Rewrite the items below, replacing every "green grass" with "lawn" and leaving everything else unchanged. Leave out the pictures.

* * * * *

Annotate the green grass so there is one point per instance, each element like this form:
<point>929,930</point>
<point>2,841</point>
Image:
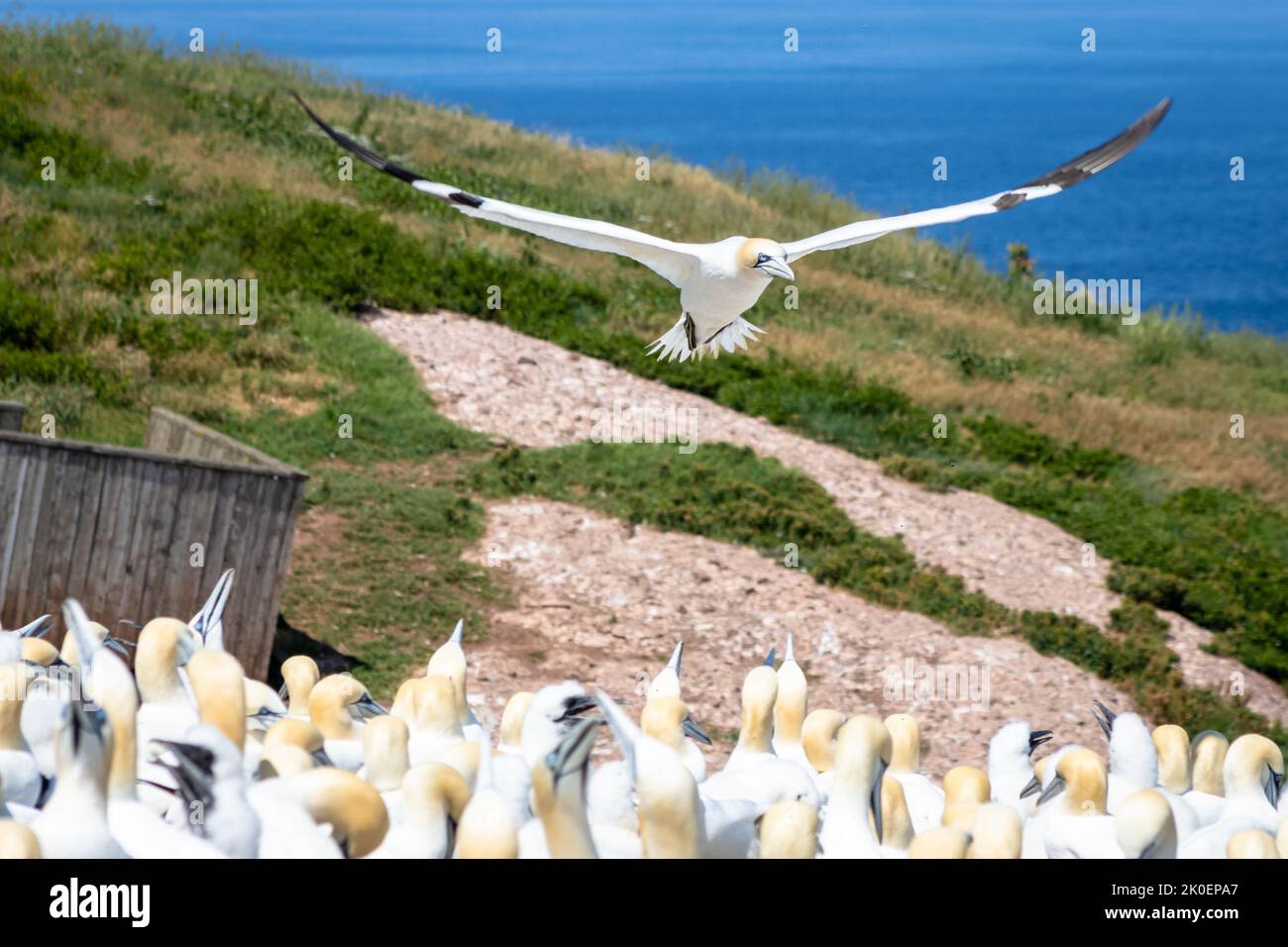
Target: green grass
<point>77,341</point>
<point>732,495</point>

* * * * *

» **ANSWER TO THE EXERCISE**
Annotate the lawn so there is one point per instance, each element like this form:
<point>929,930</point>
<point>2,841</point>
Image:
Target: lawn
<point>77,341</point>
<point>732,495</point>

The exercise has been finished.